DATASET ENTRIES:
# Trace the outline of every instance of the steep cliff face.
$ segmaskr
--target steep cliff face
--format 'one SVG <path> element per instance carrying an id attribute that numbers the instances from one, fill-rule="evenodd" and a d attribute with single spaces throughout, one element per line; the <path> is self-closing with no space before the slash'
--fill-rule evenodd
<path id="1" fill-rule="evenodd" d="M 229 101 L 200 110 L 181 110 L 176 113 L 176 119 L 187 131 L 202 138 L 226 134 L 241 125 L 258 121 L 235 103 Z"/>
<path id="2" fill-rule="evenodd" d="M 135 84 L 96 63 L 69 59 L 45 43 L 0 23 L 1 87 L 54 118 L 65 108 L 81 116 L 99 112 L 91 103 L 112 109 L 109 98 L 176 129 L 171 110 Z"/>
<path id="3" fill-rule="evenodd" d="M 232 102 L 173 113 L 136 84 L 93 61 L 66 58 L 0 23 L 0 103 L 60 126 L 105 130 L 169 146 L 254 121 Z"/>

WHAT IS BEING ASKED: Reproduce the material above with each "steep cliff face" switched to "sheer rock wall" and every other character left unchanged.

EXPECTED ANSWER:
# Trace the outline of every instance of the sheer rock wall.
$ segmaskr
--target sheer rock wall
--format 'one SVG <path> element per instance carrying an id attribute that numbers the instances from one, fill-rule="evenodd" and a d attribute with single spaces throughout, one element per line; the <path> is self-closing with no space before the slash'
--fill-rule evenodd
<path id="1" fill-rule="evenodd" d="M 229 101 L 200 110 L 181 110 L 176 113 L 176 119 L 187 131 L 202 138 L 226 134 L 241 125 L 258 121 L 235 103 Z"/>
<path id="2" fill-rule="evenodd" d="M 135 84 L 96 63 L 69 59 L 45 43 L 0 23 L 1 87 L 54 118 L 65 108 L 81 116 L 99 112 L 91 103 L 112 109 L 109 98 L 176 129 L 171 110 Z"/>
<path id="3" fill-rule="evenodd" d="M 232 102 L 173 113 L 136 84 L 93 61 L 66 58 L 0 23 L 0 103 L 60 126 L 105 130 L 169 146 L 254 121 Z"/>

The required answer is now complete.